[Collected data]:

▼

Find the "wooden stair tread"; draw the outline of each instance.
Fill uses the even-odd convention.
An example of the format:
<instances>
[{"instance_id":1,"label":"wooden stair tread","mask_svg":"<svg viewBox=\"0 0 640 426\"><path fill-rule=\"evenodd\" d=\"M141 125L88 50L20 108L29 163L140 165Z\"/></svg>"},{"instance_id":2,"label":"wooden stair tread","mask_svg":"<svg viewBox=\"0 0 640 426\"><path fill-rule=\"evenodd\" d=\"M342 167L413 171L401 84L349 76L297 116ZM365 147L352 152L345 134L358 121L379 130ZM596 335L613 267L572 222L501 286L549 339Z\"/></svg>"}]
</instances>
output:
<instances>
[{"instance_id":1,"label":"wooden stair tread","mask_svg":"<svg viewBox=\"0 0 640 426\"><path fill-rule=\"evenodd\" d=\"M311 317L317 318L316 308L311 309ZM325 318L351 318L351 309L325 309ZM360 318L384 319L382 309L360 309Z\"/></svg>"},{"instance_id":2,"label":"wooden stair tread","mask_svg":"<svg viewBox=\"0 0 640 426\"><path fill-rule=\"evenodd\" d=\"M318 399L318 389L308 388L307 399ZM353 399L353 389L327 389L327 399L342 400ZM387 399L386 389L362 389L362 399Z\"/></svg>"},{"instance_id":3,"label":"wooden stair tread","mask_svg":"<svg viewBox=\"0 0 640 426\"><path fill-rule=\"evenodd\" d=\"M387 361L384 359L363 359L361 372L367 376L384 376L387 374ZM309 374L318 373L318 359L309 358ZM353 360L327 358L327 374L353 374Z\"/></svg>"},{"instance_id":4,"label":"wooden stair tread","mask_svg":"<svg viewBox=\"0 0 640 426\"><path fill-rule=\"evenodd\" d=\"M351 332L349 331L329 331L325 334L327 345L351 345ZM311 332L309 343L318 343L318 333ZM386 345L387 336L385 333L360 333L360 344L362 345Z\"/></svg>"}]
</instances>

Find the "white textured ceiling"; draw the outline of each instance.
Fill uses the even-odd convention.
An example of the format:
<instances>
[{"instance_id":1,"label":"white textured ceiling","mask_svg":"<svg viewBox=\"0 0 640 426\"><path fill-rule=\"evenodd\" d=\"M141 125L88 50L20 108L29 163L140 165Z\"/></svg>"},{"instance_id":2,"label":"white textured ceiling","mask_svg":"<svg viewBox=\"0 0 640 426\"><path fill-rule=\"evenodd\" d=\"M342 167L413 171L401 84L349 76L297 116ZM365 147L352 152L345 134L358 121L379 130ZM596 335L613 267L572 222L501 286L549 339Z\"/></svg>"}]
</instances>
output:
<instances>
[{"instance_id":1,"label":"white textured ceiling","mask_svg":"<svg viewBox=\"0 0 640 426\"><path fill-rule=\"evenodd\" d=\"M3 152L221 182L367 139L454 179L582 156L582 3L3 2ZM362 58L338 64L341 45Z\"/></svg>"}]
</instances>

▲

Would you retype all of the lines shown above, exactly as given?

[Finished task]:
Find the "wooden stair tread"; draw the outline of each instance.
Fill uses the even-odd convention.
An example of the format:
<instances>
[{"instance_id":1,"label":"wooden stair tread","mask_svg":"<svg viewBox=\"0 0 640 426\"><path fill-rule=\"evenodd\" d=\"M141 125L88 50L20 108L29 163L140 165Z\"/></svg>"},{"instance_id":2,"label":"wooden stair tread","mask_svg":"<svg viewBox=\"0 0 640 426\"><path fill-rule=\"evenodd\" d=\"M342 167L413 171L401 84L349 76L297 116ZM365 147L352 152L345 134L358 121L379 130ZM596 335L613 267L572 222L501 286L549 339Z\"/></svg>"}]
</instances>
output:
<instances>
[{"instance_id":1,"label":"wooden stair tread","mask_svg":"<svg viewBox=\"0 0 640 426\"><path fill-rule=\"evenodd\" d=\"M311 317L317 318L316 308L311 309ZM325 318L351 318L351 309L325 309ZM360 318L384 319L382 309L360 309Z\"/></svg>"},{"instance_id":2,"label":"wooden stair tread","mask_svg":"<svg viewBox=\"0 0 640 426\"><path fill-rule=\"evenodd\" d=\"M318 399L318 389L308 388L307 399ZM353 399L353 389L327 389L327 399L342 400ZM387 399L386 389L362 389L362 399Z\"/></svg>"},{"instance_id":3,"label":"wooden stair tread","mask_svg":"<svg viewBox=\"0 0 640 426\"><path fill-rule=\"evenodd\" d=\"M387 361L384 359L363 359L361 372L367 376L384 376L387 374ZM309 374L318 373L318 359L309 358ZM353 360L327 358L327 374L353 374Z\"/></svg>"},{"instance_id":4,"label":"wooden stair tread","mask_svg":"<svg viewBox=\"0 0 640 426\"><path fill-rule=\"evenodd\" d=\"M351 332L349 331L329 331L325 334L327 345L351 345ZM311 332L309 343L318 343L318 333ZM386 345L387 336L385 333L360 333L360 344L362 345Z\"/></svg>"}]
</instances>

Find the "white textured ceiling"; draw the outline of each instance.
Fill uses the even-odd convention.
An example of the format:
<instances>
[{"instance_id":1,"label":"white textured ceiling","mask_svg":"<svg viewBox=\"0 0 640 426\"><path fill-rule=\"evenodd\" d=\"M141 125L88 50L20 108L29 163L140 165Z\"/></svg>"},{"instance_id":2,"label":"white textured ceiling","mask_svg":"<svg viewBox=\"0 0 640 426\"><path fill-rule=\"evenodd\" d=\"M342 167L413 171L401 84L349 76L297 116ZM365 147L352 152L345 134L358 121L379 130ZM596 335L613 267L572 222L501 286L549 339Z\"/></svg>"}]
</instances>
output:
<instances>
[{"instance_id":1,"label":"white textured ceiling","mask_svg":"<svg viewBox=\"0 0 640 426\"><path fill-rule=\"evenodd\" d=\"M3 152L221 182L367 139L454 179L582 156L582 3L3 2ZM362 58L338 64L341 45Z\"/></svg>"}]
</instances>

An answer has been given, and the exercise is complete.